INSTRUCTIONS TO FOLLOW – Could you copy every record below exactly, leaving out the pictures?

DATA PROVIDED –

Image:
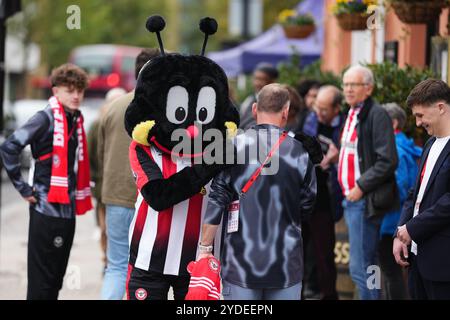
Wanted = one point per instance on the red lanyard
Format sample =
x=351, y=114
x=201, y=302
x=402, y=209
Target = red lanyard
x=258, y=171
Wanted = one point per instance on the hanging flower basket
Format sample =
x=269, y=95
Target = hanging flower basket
x=418, y=11
x=352, y=21
x=299, y=32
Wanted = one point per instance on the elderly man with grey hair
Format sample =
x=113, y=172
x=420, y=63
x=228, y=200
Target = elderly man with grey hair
x=366, y=173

ANSWER BOX –
Image:
Wanted = one point per instance on the red lanyard
Format sample =
x=351, y=114
x=201, y=302
x=402, y=209
Target = red lanyard
x=258, y=171
Wanted = one point per instance on the hanging flower basket
Format sample =
x=269, y=95
Target = hanging flower basket
x=418, y=11
x=352, y=21
x=299, y=32
Wanted = one point per instance on the elderly man with grey hair
Format sample =
x=113, y=172
x=420, y=63
x=228, y=200
Target = elderly man with grey hair
x=366, y=173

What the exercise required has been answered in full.